## Requirements
• 1. Answer these questions using the yakiniku dining text:
(a) Which branch did the writer visit?
(b) What is the counter width per seat?
(c) Which cinema is near the branch?
• 2. In one to three sentences, explain why the writer of the yakiniku dining text prefers eating yakiniku alone.
• 3. From the yakiniku dining text, return the passage that begins at the words "There’s also a" and stops after "to negotiate with.", copied without any change.

## Document segment
════════════════

There’s also a deeper reason I prefer going alone: I’m a picky eater when it comes to beef. I don’t eat fatty cuts, which means group yakiniku often involves either explaining my preferences or awkwardly leaving uneaten pieces on the grill. Solo dining at Yakiniku Like eliminates all of that. I order exactly what I want, cook it exactly how I like it, and there’s no one to negotiate with.
The Counter Setup
This visit was to the Ikebukuro East Exit branch, a compact store one minute’s walk from Ikebukuro Station — very convenient after catching a film at the nearby Grand Cinema Sunshine.

The interior has more style than you might expect — poster art on the walls, directional spotlights, a compact but carefully designed space. It doesn’t feel like a budget chain.

Each counter place consists of: your personal smokeless roaster, a touch-screen ordering panel, and a tray space in front of the grill where your meat is delivered. The counter width is 74.5cm per seat, with a partition between each diner. It’s compact but not uncomfortably so — everyone is focused on their own grill, and the partitions provide enough separation that you quickly forget there are people on either side of you.

════════════════

[Items from a data source]
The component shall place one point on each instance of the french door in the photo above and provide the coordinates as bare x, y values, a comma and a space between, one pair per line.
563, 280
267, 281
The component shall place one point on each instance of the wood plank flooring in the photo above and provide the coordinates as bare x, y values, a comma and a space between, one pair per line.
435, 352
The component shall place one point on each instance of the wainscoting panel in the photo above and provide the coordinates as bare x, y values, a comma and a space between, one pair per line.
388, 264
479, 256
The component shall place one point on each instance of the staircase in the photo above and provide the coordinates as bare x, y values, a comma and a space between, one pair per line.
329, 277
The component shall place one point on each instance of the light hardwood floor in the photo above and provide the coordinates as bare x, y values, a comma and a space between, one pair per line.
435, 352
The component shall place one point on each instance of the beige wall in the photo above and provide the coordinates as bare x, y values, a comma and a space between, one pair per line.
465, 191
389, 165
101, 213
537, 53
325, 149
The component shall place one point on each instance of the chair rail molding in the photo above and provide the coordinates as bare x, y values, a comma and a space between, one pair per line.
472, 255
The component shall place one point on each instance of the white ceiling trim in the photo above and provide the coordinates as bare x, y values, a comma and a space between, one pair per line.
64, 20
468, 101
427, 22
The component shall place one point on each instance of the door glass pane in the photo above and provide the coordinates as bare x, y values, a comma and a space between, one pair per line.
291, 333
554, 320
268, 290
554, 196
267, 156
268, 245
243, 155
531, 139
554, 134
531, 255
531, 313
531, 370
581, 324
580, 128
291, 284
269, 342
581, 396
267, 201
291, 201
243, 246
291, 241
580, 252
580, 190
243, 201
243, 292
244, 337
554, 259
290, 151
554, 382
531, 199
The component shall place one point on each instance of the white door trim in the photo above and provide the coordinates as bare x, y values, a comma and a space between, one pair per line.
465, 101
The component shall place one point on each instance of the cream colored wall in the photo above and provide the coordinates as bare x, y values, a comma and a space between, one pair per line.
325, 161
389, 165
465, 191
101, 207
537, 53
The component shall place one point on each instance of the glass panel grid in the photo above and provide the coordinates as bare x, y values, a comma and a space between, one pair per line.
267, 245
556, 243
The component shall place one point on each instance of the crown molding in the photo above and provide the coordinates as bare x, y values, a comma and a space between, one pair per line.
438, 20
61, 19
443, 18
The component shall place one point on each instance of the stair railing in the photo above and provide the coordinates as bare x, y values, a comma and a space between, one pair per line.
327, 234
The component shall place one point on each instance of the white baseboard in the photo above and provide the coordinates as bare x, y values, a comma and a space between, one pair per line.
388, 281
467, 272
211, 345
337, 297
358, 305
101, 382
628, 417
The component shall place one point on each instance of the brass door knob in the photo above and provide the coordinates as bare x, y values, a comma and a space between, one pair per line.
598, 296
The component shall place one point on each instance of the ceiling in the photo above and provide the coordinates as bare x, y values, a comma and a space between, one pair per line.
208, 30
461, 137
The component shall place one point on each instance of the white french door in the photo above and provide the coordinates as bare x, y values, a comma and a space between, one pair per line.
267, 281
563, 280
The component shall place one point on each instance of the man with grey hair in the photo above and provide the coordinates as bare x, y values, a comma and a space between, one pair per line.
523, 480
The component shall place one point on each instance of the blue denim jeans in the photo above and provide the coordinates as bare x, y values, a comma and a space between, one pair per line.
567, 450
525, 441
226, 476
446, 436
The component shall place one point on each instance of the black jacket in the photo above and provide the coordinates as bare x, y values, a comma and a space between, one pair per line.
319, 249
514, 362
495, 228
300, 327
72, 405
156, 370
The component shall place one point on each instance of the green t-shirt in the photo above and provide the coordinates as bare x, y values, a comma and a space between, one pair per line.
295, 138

════════════════

## Answer list
• 1.
(a) The Ikebukuro East Exit branch
(b) 74.5cm
(c) Grand Cinema Sunshine

• 2. The writer is a picky eater with beef and doesn't eat fatty cuts. Eating yakiniku in a group often means explaining those preferences or awkwardly leaving uneaten pieces on the grill. Dining alone avoids this, because the writer can order and cook exactly as they like with no one to negotiate with.

• 3.
There’s also a deeper reason I prefer going alone: I’m a picky eater when it comes to beef. I don’t eat fatty cuts, which means group yakiniku often involves either explaining my preferences or awkwardly leaving uneaten pieces on the grill. Solo dining at Yakiniku Like eliminates all of that. I order exactly what I want, cook it exactly how I like it, and there’s no one to negotiate with.